COMPLETE THE FOLLOWING
1. In the excerpted passage below, rewrite the paragraph beginning "I saw early on" as a short list that keeps its main facts.
2. According to the excerpted passage below, which two projects are UNICEF and the Safer Future Youth Development Program undertaking?
=== EXCERPTED PASSAGE ===
The Safer Future Youth Development Program and UNICEF will agree with me that, WHO calls for the cooperation of all to limit the effect of cholera on populations. In fact, these two organisations are working tirelessly in perspective in a preventive approach through the Water Sanitation and Hygiene-WASH and Community Led Total Sanitation-CLTS projects they have been undertaking. Thus, we discovered that the areas where UNICEF and Safer Future Youth Development Program are operating accounts for little cases since the Cholera epidemic to suggest that Sierra Leone is working on a very good Implementation Partnership between Local NGOs and United Nation’s Agencies. Lastly, the September 8 2012 forum on Education shared a Human Right Fellow’s experience that I would like to share with you.
Independently produced for Weekend Edition Sunday by Jay Allison and Dan Gediman with John Gregory and Viki Merrick.
I believe in health care as a human right. I’ve worked as a doctor in many places, and I’ve seen where to be poor means to be bereft of rights.
I saw early on, still just a medical student, the panicky dead-end faced by so many of the destitute sick: a young woman dying in childbirth; a child writhing in the spasms of a terrible disease for which a vaccine has existed — for more than a century; a friend whose guts were irreparably shredded by bacteria from impure water; an 8 year old caught in cross-fire.
=== RECORDED INFORMATION ===
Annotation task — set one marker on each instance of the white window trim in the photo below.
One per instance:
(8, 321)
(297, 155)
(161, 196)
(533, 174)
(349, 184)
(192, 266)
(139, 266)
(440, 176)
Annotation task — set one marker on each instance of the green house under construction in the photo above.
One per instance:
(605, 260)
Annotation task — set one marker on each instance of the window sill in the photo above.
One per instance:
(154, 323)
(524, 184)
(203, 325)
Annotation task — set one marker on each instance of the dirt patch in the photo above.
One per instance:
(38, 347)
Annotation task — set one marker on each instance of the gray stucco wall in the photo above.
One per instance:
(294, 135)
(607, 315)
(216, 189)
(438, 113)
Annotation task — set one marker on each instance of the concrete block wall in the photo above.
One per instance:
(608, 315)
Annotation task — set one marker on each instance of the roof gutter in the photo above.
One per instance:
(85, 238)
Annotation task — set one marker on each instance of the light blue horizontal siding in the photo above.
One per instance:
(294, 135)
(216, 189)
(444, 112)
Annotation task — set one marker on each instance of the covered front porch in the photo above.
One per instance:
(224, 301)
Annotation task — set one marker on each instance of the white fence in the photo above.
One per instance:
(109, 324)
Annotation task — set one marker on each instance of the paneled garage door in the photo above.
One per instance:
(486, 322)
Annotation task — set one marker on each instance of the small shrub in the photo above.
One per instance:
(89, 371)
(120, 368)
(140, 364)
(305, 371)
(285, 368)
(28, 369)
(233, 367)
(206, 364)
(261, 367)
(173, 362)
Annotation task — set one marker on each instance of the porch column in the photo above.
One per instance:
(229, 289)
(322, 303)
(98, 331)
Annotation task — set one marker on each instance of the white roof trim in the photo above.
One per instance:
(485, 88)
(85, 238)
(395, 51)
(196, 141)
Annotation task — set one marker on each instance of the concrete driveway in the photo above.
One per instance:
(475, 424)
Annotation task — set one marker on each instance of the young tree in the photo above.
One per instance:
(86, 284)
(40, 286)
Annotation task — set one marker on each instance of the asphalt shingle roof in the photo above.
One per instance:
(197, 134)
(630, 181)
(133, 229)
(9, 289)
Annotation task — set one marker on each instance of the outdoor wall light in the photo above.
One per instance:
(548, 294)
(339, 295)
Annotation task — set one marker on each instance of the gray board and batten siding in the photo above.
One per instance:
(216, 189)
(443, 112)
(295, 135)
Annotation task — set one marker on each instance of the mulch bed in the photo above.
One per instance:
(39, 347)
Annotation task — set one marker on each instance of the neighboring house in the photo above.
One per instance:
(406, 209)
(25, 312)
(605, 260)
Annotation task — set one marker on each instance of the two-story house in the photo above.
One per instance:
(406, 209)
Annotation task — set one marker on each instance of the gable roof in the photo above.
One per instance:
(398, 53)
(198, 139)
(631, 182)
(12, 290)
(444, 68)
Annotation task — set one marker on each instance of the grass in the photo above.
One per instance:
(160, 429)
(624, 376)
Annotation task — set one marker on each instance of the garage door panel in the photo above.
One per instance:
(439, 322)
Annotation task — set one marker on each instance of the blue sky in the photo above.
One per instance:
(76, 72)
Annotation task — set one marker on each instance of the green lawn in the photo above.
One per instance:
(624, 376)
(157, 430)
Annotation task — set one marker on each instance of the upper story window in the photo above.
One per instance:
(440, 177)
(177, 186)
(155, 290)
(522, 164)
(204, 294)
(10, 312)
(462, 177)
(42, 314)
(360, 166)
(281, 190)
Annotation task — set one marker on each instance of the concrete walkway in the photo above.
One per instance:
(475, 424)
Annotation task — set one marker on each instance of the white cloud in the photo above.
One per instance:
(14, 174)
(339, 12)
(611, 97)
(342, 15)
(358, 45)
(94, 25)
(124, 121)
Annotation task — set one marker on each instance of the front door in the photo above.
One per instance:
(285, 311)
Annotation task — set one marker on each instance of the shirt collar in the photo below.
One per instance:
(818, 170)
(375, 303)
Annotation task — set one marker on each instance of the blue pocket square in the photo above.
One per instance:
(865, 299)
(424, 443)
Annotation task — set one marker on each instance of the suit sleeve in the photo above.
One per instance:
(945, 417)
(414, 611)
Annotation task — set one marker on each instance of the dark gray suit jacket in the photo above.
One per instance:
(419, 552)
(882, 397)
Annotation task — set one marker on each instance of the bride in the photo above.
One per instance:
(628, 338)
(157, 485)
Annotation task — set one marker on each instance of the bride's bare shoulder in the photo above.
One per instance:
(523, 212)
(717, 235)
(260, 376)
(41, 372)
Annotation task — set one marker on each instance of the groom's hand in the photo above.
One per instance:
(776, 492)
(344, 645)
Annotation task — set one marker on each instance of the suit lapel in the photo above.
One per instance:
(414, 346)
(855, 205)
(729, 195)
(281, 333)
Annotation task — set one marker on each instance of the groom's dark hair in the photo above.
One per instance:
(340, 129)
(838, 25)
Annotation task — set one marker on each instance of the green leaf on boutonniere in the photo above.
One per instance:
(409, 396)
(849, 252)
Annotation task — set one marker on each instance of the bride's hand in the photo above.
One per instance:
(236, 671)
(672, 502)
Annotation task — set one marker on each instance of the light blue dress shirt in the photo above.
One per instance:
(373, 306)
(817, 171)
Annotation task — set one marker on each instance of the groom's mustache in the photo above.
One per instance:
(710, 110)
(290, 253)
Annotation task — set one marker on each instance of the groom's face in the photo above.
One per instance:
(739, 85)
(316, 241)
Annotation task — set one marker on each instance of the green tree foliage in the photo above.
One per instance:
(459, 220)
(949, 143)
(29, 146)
===
YOUR RESPONSES
1.
While still a medical student, the writer saw the hopeless situation of many destitute sick people, including:
- a young woman dying in childbirth
- a child in spasms from a terrible disease that a vaccine has existed for more than a century
- a friend whose guts were irreparably shredded by bacteria from impure water
- an 8-year-old caught in cross-fire

2. The Water Sanitation and Hygiene (WASH) and Community Led Total Sanitation (CLTS) projects.